Text excerpt
Re: Synthetic scripts (was: Re: Private Use Agreements and Unappr oved Characters)

From: Dan Kogai (dankogai@dan.co.jp)
Date: Fri Mar 15 2002 - 12:15:22 EST


On Friday, March 15, 2002, at 08:48 , Marco Cimarosti wrote:
> O, no! At least one of them has a (super)natural origin: CJK ideographs
> came
> carved on the shell of a gigantic turtle which appeared in dream to Cang
> Jie. :-)

   That reminds me of a fact that Hanzi (or Kanji in Japanese) is
equipped with capacity to generate new character simply by combining
'radicals' (or 'Bushu' in Japanese). Put 'heart' (心) next to 'life'
(生) and you will get 'sex' (性), for instance.
   Unlike roman characters that are relatively static, Kanji is very
dynamic when it comes to characters. So I can't help asking you guys
this question; How will Unicode cope with this kind of dynamically
changing character set?
   So far Kanji users get by with a limited set of encoded character
sets, not because they are content with the current set but because it
is so hard to push one character into the current set. When Japan
Industrial Standard (JIS) upgraded JISX0208 (first one fixed in 1978.
aka Old JIS) in 1990 (New JIS), it created a big chaos. And new chaos
is subject to arise with JISX0212-1990 upgraded to JISX0213-2000.
   You may say this can be resolved by regarding each Kanji not as a
character but a word (lexically speaking this does make sense) then use
some sort of ligature to represent one. That way you can reduce the
number of code point down to the number of Bushu.

What is required
Continue this mailing-list post about Kanji and Unicode from the point where it stops.

Provided data
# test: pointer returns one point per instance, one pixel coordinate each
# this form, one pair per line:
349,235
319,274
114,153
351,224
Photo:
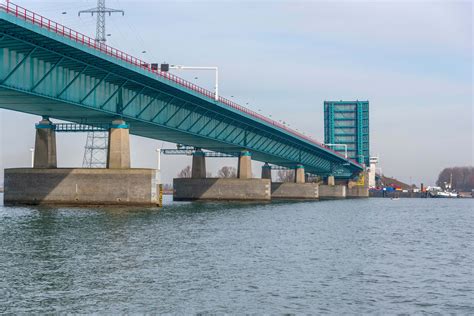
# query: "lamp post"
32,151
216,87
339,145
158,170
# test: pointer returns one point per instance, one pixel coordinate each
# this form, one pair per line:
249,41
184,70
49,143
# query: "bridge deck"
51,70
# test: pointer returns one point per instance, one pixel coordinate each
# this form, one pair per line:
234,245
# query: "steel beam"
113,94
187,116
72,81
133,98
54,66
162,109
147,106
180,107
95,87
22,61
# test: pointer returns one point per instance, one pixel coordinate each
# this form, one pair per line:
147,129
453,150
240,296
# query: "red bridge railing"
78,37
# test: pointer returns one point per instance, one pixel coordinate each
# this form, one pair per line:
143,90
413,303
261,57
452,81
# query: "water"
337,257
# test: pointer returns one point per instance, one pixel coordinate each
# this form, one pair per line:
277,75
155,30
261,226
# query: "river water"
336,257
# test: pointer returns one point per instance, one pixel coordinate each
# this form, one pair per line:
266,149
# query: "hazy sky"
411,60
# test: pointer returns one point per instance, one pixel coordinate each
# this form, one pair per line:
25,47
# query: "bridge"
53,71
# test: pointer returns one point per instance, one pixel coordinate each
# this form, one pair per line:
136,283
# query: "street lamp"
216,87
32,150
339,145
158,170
---
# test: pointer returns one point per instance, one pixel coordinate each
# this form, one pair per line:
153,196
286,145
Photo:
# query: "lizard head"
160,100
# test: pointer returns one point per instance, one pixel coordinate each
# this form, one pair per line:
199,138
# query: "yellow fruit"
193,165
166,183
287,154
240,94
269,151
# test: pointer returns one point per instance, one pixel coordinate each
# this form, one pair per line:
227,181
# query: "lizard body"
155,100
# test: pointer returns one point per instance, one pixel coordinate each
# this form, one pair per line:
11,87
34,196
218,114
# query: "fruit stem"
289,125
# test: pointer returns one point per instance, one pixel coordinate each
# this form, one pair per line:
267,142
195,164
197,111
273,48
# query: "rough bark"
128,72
==
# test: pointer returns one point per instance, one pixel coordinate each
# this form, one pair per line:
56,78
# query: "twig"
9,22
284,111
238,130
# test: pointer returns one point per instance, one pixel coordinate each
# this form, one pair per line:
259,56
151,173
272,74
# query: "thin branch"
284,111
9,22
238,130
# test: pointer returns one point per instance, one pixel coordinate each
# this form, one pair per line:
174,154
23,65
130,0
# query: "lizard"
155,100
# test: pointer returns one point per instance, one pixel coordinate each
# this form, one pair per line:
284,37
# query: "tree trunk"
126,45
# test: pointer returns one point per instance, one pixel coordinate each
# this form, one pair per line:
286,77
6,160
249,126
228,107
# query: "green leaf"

Result of the exercise
   But this approach has already failed when Unicode 2.0 decided to give
all theoretically possible Hangul distinct code points, unlike Unicode
1.0 which used ligature model to represent one char. As a result Hangul
now even has more code points than Traditional Chinese. With this
Unicode Consortium has lost a good reason to reject new proposal to add
more characters. If elvish get the code points why not real, alive
language get more?
   CJK has made the greatest compromise -- the compromise that hardly
paid off in consequence -- when Unicode was first created. They
accepted the code point sharing though that hardly make sense
linguistically. Then Unicode 2.0 and Hangul Expansion, then Surrogate
Pair. What's next? Making Unicode 128 bit like IPv6 address so you can
include Tengwar and Klingon with less objection? I can't help but say
give me a break.
   I confess I enjoyed this thread of whether Tengwar should be include
in Unicode. It's fun. It's cute. But isn't this too much for those
who accepted the compromise for UNIcode? Tengwar should wait till more
critical issues are resolved. Many (including me ) would be pissed if
Tengwar be added BEFORE Ciao-Ciao's poetries and Man-Yo-Shu become
encodable in Unicode.
   Well, it may take decades, if not centuries, for Tengwar, Klingon and
others to get a chance but so what? They won't go away after all of us
here are dead.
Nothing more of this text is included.